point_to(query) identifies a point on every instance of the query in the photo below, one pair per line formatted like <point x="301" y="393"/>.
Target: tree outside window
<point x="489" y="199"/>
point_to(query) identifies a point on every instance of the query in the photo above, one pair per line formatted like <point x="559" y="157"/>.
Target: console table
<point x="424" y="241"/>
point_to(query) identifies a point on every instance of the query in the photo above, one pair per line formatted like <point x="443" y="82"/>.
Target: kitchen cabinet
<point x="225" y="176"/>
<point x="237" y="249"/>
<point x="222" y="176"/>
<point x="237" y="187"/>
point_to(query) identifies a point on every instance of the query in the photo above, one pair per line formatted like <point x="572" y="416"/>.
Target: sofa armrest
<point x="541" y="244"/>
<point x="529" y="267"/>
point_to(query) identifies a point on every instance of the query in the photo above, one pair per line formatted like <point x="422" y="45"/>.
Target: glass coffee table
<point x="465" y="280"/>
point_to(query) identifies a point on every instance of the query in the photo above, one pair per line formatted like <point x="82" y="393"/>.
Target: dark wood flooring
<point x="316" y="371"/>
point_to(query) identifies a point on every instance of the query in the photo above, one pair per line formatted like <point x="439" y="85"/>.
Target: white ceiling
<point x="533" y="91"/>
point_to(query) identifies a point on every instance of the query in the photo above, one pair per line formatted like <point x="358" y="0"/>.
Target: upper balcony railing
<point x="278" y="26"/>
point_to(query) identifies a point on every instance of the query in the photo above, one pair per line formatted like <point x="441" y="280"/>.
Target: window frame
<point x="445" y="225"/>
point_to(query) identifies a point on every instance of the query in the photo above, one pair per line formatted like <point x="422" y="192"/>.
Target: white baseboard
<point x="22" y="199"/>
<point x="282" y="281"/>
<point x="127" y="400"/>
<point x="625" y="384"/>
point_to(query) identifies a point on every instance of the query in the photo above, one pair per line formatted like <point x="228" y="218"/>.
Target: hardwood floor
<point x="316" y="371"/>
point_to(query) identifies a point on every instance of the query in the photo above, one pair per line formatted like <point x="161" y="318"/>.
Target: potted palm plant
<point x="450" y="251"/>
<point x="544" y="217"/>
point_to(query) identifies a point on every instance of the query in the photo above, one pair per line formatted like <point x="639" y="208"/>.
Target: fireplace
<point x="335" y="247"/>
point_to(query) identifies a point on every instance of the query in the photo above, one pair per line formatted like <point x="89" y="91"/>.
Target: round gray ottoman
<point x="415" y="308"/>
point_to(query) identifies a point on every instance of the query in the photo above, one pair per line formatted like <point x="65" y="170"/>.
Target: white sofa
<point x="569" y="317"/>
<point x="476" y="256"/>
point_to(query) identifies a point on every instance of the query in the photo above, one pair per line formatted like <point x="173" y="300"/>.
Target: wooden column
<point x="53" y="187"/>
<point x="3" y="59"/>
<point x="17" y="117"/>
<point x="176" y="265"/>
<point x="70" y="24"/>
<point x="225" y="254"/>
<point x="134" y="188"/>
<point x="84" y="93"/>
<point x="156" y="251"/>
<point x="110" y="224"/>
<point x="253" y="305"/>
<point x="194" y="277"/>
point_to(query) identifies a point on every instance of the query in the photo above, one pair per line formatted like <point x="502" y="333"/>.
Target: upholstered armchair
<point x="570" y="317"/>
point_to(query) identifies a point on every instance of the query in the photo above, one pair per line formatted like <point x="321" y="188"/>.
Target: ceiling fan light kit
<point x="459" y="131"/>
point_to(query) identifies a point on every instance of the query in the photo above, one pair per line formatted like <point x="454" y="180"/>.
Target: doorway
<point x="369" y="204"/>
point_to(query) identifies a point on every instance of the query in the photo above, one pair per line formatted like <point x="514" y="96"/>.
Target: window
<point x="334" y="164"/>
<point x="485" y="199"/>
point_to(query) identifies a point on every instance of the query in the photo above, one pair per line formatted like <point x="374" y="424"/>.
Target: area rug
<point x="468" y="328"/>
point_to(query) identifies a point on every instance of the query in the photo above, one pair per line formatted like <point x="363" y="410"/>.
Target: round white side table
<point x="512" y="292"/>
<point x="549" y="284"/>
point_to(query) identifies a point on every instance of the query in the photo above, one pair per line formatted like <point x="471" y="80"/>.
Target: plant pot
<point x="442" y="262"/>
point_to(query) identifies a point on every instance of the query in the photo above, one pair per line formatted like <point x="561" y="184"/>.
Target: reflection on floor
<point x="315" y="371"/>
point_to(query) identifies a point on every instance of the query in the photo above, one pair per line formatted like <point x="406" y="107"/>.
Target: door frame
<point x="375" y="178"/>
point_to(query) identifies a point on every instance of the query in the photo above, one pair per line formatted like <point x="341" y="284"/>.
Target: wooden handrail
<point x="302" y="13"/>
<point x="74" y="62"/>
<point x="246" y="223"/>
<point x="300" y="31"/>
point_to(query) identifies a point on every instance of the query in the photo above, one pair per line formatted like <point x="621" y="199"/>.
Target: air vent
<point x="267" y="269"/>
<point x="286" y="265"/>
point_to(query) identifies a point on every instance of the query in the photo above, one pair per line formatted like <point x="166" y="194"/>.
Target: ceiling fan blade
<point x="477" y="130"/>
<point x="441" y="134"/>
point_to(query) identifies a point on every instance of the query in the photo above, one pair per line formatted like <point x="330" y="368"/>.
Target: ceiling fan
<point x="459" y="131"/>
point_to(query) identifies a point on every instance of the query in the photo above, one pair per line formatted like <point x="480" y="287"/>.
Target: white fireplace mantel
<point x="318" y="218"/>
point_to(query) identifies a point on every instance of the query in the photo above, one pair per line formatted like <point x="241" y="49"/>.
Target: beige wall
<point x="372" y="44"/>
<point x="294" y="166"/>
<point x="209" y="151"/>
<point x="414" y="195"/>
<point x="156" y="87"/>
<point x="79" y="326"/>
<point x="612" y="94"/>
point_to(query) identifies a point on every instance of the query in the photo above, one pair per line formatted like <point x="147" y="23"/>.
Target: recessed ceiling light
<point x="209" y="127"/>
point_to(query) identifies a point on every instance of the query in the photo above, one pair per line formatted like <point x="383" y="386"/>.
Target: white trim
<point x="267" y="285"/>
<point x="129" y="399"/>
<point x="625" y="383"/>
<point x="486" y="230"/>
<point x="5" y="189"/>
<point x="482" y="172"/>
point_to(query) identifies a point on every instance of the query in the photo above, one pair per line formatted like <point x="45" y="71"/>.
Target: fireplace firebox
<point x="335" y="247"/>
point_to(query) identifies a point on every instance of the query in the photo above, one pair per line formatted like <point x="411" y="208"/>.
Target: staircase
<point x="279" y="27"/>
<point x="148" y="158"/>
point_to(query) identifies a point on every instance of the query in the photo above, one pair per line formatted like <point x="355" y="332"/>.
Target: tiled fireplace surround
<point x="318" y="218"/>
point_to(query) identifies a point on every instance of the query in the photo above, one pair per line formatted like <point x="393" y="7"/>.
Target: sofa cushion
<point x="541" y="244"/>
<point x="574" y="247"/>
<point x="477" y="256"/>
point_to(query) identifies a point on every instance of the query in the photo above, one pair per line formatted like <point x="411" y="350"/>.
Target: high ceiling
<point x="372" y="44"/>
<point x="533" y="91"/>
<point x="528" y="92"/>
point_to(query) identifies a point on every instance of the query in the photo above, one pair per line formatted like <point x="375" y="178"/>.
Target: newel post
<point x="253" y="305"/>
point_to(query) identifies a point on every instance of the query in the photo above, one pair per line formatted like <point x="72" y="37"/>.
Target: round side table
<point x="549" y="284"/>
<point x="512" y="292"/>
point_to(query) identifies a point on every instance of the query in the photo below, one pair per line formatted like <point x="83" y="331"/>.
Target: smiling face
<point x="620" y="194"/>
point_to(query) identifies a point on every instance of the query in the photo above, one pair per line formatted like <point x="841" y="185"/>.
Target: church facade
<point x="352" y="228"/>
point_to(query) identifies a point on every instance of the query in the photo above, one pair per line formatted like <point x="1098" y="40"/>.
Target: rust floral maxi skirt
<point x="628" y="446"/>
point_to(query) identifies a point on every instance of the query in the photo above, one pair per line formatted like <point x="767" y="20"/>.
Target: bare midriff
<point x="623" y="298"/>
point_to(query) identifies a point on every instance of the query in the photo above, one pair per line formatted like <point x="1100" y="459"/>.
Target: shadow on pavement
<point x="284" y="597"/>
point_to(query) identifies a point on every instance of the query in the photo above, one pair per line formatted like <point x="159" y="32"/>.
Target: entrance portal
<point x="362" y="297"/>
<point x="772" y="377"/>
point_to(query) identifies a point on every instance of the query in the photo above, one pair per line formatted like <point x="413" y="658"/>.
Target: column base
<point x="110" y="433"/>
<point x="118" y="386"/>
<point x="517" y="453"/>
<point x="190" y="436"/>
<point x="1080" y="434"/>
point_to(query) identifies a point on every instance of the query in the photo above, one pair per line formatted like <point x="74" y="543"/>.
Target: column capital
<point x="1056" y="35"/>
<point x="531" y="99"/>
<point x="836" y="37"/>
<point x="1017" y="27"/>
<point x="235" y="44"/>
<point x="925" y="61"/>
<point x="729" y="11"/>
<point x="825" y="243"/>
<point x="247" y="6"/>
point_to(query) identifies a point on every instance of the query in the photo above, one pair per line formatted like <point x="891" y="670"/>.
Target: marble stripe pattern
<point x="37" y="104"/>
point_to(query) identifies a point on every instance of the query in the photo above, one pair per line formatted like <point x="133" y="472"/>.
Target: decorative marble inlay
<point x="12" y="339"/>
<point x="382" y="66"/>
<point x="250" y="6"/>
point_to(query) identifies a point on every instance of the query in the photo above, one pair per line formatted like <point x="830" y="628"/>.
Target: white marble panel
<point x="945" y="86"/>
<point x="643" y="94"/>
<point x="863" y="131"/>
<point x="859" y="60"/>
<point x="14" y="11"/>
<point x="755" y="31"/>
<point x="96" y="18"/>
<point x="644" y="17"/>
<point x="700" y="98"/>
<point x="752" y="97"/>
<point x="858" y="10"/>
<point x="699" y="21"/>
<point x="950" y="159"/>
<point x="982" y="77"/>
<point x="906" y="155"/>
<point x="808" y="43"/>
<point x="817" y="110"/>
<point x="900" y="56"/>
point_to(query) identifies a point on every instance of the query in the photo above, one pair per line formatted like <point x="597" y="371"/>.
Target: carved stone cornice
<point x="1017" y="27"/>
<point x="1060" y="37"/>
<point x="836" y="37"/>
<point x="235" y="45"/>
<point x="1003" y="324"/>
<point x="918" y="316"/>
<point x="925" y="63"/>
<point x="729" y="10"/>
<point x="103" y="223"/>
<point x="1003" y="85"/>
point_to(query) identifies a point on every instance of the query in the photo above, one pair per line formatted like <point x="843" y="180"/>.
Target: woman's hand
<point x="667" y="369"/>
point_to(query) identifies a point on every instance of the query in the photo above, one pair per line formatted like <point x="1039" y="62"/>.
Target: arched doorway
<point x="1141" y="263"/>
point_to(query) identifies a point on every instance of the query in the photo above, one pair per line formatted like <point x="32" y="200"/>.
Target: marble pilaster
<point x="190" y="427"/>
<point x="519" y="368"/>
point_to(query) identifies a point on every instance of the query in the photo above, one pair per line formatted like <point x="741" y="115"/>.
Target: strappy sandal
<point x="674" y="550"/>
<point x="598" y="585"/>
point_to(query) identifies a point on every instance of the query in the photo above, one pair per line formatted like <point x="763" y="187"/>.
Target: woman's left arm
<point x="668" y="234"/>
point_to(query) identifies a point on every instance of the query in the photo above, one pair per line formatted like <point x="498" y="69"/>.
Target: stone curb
==============================
:: Description of the task ::
Please list every line of the data above that contains the word "window", matching case exactly.

:: Result below ::
Target: tree outside window
Target: window frame
Target: window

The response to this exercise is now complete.